====== BRANO

Valanga Forcella Giau, morta Elisa De Nardi: era stata trovata sotto 3 metri di neve. Ricoverato il fratello e resta grave il 38enne

Non ce l'ha fatta Elisa De Nardi, la 40enne era stata travolta dalla valanga, trovata sotto 3 metri di neve e trasportata all'ospedale. Restano gravi le condizioni del 38enne. Ricoverato anche il fratello della vittima che era stato salvato dal quarto scialpinista. La persona rimasta illesa è stato interrogato dalle forze dell'ordine sul distacco in quota

SAN VITO DI CADORE. E' morta Elisa De Nardi, la 40enne travolta dal distacco a Forcella Giau. Arrivata d'urgenza all'ospedale di Treviso, la scialpinista purtroppo non ce l'ha fatta. Il fratello di 51 anni, Andrea De Nardi, si trova invece a Pieve di Cadore. Resta in gravissime condizioni il 38enne ricoverato a Mestre. La quarta persona, illesa e che ha lanciato l'allarme, è stato invece portato alla caserma di Cortina d'Ampezzo per essere interrogato. Provocare una valanga è un reato penale e la giornata non era favorevole per un meteo instabile, tanto che anche l'intervento degli elicotteri non sono stati agevoli, e il rischio in quota.

 

L'allerta è scattata intorno alle 13 di oggi, domenica 16 marzo, quando sono avvenuti più distacchi sull'intero versante nell'area ovest di Forcella Giau sul territorio di San Vito di Cadore (Qui articolo). Un distacco che ha travolto i tre scialpinisti mentre il quarto è rimasto illeso e ha subito interessato i soccorritori.

 

Il 51enne è stato subito individuato e riportato in superficie dal compagno mentre la 40enne e il 38enne sono stati trascinati più a valle. Gli operatori sono stati tempestivamente portati in quota con l'elicottero del Suem di Pieve di Cadore che ha sbarcato equipe medica, tecnico di elisoccorso e unità cinofila.

 

Sono decollati tre elicotteri che hanno approfittato di alcuni varchi per completare le manovre per portare le unità in quota mentre parte delle squadre del soccorso alpino di San Vito di Cadore, Cortina d'Ampezzo, Alleghe - Val Fiorentina, Livinallongo e della Guardia di finanza sono salite con gli sci.

============
====== DATI FORNITI

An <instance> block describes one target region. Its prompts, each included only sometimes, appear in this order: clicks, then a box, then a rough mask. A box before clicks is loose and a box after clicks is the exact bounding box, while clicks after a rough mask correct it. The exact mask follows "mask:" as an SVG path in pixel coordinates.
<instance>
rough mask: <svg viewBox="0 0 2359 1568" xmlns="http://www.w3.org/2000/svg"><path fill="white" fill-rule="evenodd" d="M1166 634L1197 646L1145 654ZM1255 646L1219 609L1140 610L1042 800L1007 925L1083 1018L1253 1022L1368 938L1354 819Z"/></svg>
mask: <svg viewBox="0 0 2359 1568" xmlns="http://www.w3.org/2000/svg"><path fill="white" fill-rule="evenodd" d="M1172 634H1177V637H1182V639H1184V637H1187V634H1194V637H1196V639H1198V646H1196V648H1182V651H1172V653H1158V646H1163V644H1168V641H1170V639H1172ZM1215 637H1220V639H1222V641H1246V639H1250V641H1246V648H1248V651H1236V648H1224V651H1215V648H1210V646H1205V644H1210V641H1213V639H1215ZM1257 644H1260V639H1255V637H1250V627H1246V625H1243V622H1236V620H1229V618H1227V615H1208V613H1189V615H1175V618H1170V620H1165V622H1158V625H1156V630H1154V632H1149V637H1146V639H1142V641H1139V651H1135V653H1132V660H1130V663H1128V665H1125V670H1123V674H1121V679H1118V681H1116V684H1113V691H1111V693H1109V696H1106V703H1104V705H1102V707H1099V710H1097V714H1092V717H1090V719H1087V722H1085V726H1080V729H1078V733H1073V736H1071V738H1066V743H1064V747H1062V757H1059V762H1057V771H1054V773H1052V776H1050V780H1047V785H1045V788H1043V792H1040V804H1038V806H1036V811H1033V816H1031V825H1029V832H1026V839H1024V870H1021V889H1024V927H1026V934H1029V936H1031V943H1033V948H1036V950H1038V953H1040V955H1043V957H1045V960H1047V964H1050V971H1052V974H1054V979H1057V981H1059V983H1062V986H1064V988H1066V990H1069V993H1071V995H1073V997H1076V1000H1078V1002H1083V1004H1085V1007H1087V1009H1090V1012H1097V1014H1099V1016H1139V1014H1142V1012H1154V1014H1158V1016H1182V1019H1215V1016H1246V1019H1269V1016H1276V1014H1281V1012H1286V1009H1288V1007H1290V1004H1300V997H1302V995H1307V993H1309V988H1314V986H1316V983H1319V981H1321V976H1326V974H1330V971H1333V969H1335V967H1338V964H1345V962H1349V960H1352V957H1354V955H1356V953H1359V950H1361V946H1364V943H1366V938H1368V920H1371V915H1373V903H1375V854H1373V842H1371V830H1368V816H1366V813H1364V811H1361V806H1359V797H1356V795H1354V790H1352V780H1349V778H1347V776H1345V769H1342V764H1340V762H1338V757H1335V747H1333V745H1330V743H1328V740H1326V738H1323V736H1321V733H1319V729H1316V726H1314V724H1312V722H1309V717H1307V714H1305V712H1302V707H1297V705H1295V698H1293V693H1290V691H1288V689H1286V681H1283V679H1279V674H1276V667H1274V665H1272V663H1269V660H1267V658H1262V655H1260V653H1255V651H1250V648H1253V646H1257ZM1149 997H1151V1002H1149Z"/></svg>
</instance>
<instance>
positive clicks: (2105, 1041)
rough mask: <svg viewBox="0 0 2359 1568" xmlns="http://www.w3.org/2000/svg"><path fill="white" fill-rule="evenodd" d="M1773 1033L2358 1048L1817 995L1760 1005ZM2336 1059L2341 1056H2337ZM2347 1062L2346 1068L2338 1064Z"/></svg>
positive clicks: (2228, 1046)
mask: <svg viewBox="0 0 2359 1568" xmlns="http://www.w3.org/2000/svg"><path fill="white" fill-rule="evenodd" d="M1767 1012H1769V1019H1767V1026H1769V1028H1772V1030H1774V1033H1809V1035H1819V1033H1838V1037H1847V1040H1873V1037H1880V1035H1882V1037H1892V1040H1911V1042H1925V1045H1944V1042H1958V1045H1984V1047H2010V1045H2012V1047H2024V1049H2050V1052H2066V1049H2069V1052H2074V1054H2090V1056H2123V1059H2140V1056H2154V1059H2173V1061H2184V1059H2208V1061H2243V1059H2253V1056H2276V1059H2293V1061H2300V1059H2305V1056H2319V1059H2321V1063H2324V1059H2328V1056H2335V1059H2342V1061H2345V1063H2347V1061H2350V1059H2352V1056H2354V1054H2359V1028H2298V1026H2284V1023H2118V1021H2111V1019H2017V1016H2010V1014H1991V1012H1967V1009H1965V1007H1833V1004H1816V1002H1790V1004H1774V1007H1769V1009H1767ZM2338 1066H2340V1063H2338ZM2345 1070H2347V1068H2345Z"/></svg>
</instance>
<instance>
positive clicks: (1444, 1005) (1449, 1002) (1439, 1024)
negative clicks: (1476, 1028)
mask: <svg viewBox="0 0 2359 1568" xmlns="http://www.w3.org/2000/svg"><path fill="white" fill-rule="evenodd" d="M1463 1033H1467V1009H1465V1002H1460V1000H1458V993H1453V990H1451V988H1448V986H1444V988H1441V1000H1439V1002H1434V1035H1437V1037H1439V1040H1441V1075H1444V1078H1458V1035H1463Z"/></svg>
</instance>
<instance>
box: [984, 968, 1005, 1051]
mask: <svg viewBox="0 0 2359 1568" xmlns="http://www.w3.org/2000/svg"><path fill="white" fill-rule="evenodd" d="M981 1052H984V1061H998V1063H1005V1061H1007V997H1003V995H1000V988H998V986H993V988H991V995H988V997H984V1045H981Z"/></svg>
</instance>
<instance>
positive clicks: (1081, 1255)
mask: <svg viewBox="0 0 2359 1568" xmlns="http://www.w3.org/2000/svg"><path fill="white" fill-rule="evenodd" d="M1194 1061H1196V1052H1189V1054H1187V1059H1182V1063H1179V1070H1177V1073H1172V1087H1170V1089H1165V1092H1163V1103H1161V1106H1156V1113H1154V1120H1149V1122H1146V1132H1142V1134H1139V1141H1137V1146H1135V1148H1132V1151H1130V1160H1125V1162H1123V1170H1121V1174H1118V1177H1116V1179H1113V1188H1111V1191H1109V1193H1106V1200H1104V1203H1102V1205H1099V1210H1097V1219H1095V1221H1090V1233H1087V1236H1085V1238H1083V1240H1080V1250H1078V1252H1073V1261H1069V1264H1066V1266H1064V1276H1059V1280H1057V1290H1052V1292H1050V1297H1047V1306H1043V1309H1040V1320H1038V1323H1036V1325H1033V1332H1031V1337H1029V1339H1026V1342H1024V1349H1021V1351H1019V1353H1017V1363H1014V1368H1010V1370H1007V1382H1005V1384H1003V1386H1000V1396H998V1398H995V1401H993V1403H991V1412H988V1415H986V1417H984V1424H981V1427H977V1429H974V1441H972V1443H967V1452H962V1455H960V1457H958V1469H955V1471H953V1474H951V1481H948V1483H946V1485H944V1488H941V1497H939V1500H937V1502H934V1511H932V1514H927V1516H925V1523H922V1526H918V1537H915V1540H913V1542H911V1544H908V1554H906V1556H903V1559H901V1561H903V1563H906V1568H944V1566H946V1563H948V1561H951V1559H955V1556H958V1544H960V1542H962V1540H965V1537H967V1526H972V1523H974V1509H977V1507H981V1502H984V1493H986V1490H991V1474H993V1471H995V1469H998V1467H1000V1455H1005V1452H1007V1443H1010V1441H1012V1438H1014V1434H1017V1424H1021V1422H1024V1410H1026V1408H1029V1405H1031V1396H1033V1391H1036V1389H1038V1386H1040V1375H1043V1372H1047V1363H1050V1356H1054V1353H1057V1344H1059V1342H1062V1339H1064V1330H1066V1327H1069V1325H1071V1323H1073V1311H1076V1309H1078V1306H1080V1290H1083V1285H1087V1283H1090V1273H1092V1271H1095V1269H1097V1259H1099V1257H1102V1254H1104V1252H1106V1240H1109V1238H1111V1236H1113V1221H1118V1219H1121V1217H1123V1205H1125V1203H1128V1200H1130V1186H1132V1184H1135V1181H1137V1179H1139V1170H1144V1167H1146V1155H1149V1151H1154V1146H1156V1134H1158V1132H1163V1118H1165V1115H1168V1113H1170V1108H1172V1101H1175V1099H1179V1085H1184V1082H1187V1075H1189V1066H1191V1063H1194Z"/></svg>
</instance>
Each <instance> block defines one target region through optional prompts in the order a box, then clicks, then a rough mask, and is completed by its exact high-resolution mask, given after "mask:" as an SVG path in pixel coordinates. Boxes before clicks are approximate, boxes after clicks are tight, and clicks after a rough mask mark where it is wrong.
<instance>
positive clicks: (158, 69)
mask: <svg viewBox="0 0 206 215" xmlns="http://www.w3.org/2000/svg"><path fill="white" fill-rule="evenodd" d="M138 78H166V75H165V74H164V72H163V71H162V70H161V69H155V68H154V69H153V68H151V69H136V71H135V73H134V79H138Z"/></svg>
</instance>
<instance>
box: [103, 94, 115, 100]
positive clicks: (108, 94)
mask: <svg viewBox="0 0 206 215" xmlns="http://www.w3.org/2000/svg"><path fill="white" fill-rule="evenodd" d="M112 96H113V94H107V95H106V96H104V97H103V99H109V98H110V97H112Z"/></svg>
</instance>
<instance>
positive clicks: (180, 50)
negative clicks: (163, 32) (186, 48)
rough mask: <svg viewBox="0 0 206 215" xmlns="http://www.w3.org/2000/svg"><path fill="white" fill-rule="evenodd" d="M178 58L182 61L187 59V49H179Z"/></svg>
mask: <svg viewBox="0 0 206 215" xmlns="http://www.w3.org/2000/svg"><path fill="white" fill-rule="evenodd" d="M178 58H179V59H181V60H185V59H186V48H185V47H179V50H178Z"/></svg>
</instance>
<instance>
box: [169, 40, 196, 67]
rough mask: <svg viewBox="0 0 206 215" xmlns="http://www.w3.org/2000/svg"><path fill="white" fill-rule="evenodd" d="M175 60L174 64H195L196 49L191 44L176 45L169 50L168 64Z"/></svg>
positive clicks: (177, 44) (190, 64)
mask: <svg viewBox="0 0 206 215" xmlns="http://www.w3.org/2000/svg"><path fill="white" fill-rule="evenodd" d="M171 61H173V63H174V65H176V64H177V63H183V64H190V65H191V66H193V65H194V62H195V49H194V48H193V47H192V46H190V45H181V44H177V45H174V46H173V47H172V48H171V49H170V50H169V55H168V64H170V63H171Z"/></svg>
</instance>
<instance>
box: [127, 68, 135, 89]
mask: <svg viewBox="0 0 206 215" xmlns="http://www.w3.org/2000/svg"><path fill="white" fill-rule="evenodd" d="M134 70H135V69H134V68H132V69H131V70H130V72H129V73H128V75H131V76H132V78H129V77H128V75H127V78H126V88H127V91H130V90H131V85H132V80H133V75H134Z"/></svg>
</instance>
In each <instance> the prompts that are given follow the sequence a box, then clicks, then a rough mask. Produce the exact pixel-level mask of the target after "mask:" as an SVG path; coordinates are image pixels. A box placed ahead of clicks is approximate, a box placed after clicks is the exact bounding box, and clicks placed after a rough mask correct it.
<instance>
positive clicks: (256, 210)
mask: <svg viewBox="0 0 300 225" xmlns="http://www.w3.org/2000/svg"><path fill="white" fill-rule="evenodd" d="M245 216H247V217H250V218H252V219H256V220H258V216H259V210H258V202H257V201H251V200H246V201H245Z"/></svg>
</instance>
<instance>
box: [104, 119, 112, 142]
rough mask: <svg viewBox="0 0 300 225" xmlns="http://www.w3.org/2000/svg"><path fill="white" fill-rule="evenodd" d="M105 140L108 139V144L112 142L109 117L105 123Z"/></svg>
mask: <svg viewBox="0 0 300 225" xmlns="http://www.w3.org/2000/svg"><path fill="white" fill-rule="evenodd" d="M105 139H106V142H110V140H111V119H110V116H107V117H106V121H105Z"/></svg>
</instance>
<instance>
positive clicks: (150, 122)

============

COSA PRODURRE: Nel brano sulla valanga di Forcella Giau, sostituisci "unità cinofila" con "squadra cinofila" e riscrivi il passo che comincia dalle parole "Il 51enne è" e si chiude dopo "con gli sci.". Basati esclusivamente sul brano.

RISPOSTA SCRITTA:
Il 51enne è stato subito individuato e riportato in superficie dal compagno mentre la 40enne e il 38enne sono stati trascinati più a valle. Gli operatori sono stati tempestivamente portati in quota con l'elicottero del Suem di Pieve di Cadore che ha sbarcato equipe medica, tecnico di elisoccorso e squadra cinofila.

 

Sono decollati tre elicotteri che hanno approfittato di alcuni varchi per completare le manovre per portare le unità in quota mentre parte delle squadre del soccorso alpino di San Vito di Cadore, Cortina d'Ampezzo, Alleghe - Val Fiorentina, Livinallongo e della Guardia di finanza sono salite con gli sci.